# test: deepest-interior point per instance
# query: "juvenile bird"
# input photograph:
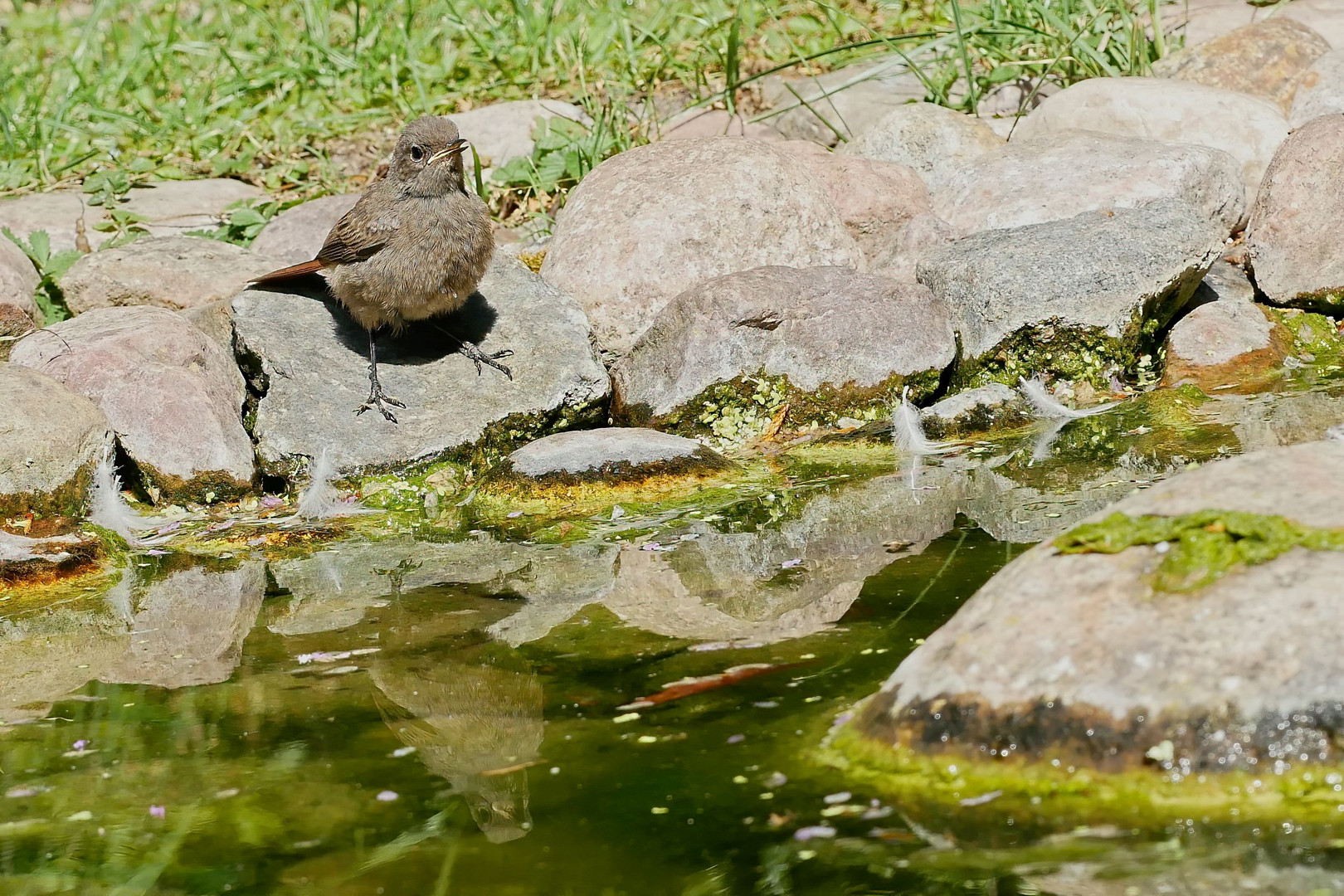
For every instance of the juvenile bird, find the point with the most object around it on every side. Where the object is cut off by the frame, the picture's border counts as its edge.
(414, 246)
━━━━━━━━━━━━━━━━
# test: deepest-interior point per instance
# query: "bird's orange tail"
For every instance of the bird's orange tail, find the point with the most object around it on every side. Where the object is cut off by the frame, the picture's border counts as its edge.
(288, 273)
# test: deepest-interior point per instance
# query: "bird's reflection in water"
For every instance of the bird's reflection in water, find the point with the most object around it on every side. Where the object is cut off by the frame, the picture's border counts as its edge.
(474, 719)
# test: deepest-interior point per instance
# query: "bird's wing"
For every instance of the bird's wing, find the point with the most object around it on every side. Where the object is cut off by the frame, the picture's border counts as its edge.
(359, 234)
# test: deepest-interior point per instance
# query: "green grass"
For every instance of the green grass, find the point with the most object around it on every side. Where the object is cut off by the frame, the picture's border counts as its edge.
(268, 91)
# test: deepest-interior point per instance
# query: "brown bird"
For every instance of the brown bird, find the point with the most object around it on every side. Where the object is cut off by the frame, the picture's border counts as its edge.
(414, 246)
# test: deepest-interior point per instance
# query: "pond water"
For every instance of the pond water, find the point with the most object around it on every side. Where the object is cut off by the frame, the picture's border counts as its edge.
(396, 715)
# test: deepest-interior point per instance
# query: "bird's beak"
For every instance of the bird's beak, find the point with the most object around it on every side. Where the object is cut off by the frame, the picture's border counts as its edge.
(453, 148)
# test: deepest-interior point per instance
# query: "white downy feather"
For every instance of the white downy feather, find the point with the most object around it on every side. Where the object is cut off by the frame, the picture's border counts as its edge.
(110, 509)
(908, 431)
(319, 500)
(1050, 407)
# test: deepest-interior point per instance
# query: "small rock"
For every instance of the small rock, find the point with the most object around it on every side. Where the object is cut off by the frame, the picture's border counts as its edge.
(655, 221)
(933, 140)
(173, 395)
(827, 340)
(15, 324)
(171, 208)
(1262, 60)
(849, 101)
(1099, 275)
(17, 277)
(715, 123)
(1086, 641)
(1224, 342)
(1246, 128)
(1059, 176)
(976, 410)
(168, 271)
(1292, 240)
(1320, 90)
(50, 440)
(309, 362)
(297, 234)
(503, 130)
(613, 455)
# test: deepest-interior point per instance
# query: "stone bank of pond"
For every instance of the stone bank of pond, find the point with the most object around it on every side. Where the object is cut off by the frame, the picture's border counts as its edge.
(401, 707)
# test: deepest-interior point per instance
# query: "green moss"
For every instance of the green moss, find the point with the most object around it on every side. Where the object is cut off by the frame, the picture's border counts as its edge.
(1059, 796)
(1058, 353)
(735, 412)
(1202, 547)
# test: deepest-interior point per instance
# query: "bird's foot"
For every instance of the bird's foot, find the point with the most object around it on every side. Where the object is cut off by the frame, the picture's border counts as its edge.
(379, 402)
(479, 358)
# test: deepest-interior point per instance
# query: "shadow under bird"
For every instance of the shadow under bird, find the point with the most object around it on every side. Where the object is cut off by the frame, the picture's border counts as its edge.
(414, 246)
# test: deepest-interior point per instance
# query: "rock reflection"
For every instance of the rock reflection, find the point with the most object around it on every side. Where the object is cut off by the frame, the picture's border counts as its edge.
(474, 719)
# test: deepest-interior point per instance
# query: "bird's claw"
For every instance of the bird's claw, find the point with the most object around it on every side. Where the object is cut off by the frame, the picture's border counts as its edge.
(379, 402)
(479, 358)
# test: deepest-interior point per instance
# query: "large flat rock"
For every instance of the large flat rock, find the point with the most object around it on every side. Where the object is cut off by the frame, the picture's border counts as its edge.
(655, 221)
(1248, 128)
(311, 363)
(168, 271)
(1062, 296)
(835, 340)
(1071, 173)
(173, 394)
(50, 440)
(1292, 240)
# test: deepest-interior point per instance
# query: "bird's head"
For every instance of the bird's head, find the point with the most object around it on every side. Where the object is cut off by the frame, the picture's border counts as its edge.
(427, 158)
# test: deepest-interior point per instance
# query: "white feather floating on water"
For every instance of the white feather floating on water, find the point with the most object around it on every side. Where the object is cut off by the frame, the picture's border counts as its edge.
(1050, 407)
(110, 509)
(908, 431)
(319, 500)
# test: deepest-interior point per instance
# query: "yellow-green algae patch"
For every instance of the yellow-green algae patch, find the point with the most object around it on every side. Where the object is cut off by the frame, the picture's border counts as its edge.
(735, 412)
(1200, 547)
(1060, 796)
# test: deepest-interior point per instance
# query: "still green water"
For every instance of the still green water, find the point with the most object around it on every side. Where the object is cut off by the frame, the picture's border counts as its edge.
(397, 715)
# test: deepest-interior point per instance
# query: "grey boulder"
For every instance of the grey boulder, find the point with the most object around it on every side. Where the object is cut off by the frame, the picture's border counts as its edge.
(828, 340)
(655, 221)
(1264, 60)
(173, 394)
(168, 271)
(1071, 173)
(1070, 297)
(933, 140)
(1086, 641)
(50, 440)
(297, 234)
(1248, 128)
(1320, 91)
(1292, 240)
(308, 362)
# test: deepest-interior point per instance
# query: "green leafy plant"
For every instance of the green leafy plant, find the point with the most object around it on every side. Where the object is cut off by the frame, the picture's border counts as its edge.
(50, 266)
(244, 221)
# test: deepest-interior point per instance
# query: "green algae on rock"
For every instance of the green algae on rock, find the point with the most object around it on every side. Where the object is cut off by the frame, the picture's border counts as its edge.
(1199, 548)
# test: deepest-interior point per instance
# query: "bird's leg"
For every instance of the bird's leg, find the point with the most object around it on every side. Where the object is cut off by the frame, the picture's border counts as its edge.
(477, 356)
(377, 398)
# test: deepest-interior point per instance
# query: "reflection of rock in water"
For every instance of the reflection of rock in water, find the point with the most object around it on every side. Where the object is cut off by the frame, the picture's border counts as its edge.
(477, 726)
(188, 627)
━━━━━━━━━━━━━━━━
Count the lines in the data above that contain the word "leafy", and give only that number.

2